-- What the task asks --
Find each line in the listing below that contains the word "hoverfly" and copy those lines out. Case counts.

Coordinate labeling data
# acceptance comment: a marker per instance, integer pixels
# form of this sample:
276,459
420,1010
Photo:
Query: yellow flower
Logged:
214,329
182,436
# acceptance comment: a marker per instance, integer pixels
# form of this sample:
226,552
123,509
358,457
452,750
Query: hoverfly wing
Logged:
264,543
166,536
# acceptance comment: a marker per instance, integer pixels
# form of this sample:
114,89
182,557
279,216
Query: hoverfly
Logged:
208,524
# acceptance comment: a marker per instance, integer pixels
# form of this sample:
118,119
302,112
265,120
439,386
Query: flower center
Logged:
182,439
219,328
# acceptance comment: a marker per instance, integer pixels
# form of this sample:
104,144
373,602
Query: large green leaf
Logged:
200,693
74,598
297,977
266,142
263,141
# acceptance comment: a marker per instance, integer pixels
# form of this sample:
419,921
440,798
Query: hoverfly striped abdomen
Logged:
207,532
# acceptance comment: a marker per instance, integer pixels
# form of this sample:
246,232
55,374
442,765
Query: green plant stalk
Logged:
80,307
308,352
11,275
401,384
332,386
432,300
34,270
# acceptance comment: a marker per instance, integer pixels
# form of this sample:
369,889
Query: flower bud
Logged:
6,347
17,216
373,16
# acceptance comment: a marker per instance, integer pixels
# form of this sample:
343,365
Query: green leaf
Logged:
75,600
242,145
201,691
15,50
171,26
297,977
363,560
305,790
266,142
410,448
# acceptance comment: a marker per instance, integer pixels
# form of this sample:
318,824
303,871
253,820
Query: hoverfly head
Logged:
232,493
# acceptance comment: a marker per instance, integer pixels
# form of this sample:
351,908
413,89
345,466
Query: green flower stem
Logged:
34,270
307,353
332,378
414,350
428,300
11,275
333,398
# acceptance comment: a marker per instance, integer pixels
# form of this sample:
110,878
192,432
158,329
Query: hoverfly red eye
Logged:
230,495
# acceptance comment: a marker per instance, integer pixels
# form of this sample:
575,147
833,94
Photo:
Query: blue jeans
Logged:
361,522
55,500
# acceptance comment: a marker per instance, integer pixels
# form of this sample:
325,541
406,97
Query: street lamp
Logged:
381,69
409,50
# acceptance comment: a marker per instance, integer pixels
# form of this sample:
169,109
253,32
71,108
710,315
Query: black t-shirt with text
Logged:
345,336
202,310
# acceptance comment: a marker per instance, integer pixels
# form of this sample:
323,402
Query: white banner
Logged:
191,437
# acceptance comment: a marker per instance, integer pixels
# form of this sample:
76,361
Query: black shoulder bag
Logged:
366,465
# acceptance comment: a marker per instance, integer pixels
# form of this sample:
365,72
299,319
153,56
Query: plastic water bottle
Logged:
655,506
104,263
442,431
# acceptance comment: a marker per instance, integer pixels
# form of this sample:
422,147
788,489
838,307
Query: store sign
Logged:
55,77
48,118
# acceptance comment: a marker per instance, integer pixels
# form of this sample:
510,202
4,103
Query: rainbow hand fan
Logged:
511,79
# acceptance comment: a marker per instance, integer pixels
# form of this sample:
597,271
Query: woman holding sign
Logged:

-- Solution to this problem --
Query: hoverfly wing
Query: hoverfly
Query: hoverfly striped abdomen
Query: hoverfly head
Query: hoverfly red eye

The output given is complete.